◆ Enunciado ◆
En el fragmento de origen sobre una joven en el metro, ¿en qué parada se abrieron las puertas cuando ella apareció?

25 de octubre de 2007

La china imaginada

Cuando se abrieron las puertas, en la parada del metro de Sant Roc, apareció una joven china empujando un inmenso carro con ruedas más alto que ella. Lo primero que yo vi, de hecho, fue el carro, cargado con un montón de bolsas de plástico, apiladas las unas encima de las otras, que al frotarse emitían ese sonido tan característico del plástico, que no es ni agradable ni desagradable. Luego se presentó ante mis ojos la chica, que meticulosamente, aunque con alguna dificultad, colocó el carro en un lugar discreto del vagón, de forma que quedase asegurado ante los vaivenes del impetuoso metro y no impidiese la libre circulación de otros pasajeros y de otras mercancías.

◆ Datos sin procesar ◆
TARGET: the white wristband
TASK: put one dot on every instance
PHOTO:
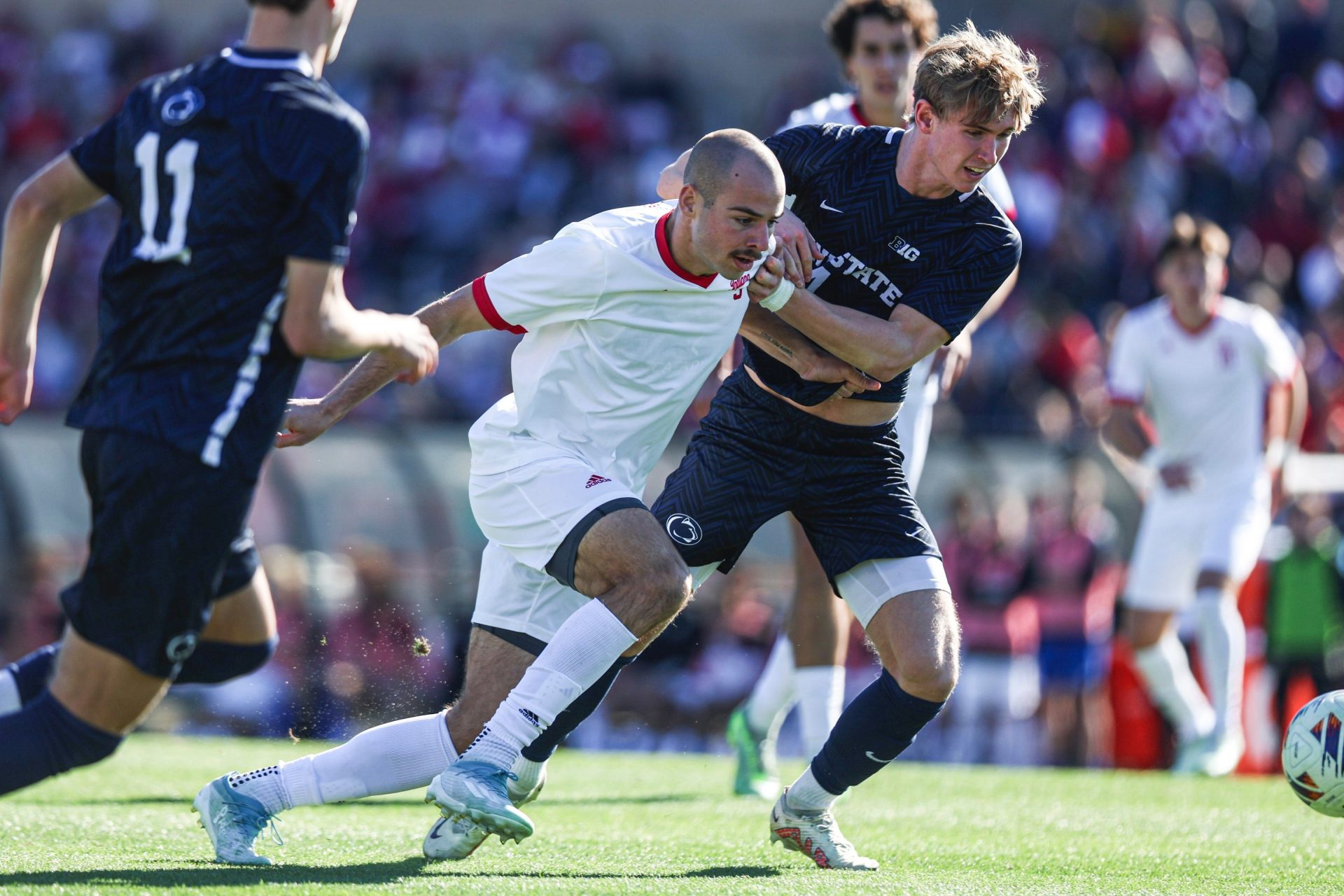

◆ Resultado ◆
En la parada de Sant Roc.